Work to complete.
[A] Repeat word for word the part of the blog post about a son's speech assessment that opens with the words containing "Posted by Leah" and closes with "she could hear.".
[B] Answer these questions from the blog post about a son's speech assessment:
(i) How long after the first assessment attempt did the parent take Silas back to the same speech therapist?
(ii) Which area of the report was rated above average?
(iii) What did Silas first call his parent this summer?

-------- Extract to read --------

Average

Posted by Leah

No one wants to hear that their kid is average.  They want to hear the big words like “better, best, greatest, most bestest ever”.  But hearing this word on Monday COMPLETELY rocked my world.

Almost a year ago my son Silas was diagnosed with autism.   The doctor used words like “retarded”, and “non verbal” when it came to speech.  A grim diagnosis, perhaps one that would make one lose hope.

I remember the speech therapist trying to assess him.  She had numbers on her little pictures and all he wanted to do was look at them instead of looking at the pictures and answering her questions.  He quickly grew frustrated, ran to the opposite side of the room and began smashing his head on the wall.  Through sad eyes she said it’s impossible to finish her assessment but she’s sure he’s showing autistic like tendencies and his speech isn’t where it should be, from what she could hear.

Six months later I took my Silas back to the same women, seeking help for his speech.  I was tired of waiting for the government issued person to call and I had some money set aside for him.  She was able to do a speech assessment this time which is already an improvement.

On Monday I got the report!  I couldn’t believe my eyes.

Sentence structure – mild delay

Word structure – average

Expressive Vocabulary – moderate delay

Concepts and Following Directions – average

Recalling Sentences – average

Basic Concepts – ABOVE AVERAGE!

Yes, my little boy who, 6 months prior, had been deemed “retarded” in speech is now more average than delayed.  It’s been another 4 months since that assessment…I wonder where he is now?  I just know his sentences are getting longer, more abstract, more conversational, more complex and more imaginative.  Gosh, it was just this summer when he first addressed me as “Mommy”.  It was just this summer where he started asking for things properly as opposed to echoing.  It was just this fall where he talked back to me the first time and my heart did a backflip and a little cheer.  It was just a few weeks ago where he said “mommy, my oatmeal needs to go back into the freezer because it’s still too hot”.

I’ve never had no hope for Silas.  I’ve never thought he’d not lose his autism diagnosis one day.  He’s going to.  It’s not like I even have to hope for it, I know this so deep within my core that it’s something much more than hope.  It’s happening.

These test scores just go to show what an amazing little boy I have the privilege of mothering.  He’s becoming average and you know, that’s ok with me.

-------- Entries shown --------

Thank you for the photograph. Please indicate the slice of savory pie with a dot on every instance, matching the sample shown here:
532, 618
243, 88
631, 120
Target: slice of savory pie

--------

Answer set.
[A]
Posted by Leah

No one wants to hear that their kid is average.  They want to hear the big words like “better, best, greatest, most bestest ever”.  But hearing this word on Monday COMPLETELY rocked my world.

Almost a year ago my son Silas was diagnosed with autism.   The doctor used words like “retarded”, and “non verbal” when it came to speech.  A grim diagnosis, perhaps one that would make one lose hope.

I remember the speech therapist trying to assess him.  She had numbers on her little pictures and all he wanted to do was look at them instead of looking at the pictures and answering her questions.  He quickly grew frustrated, ran to the opposite side of the room and began smashing his head on the wall.  Through sad eyes she said it’s impossible to finish her assessment but she’s sure he’s showing autistic like tendencies and his speech isn’t where it should be, from what she could hear.

[B]
(i) Six months later.
(ii) Basic Concepts.
(iii) "Mommy".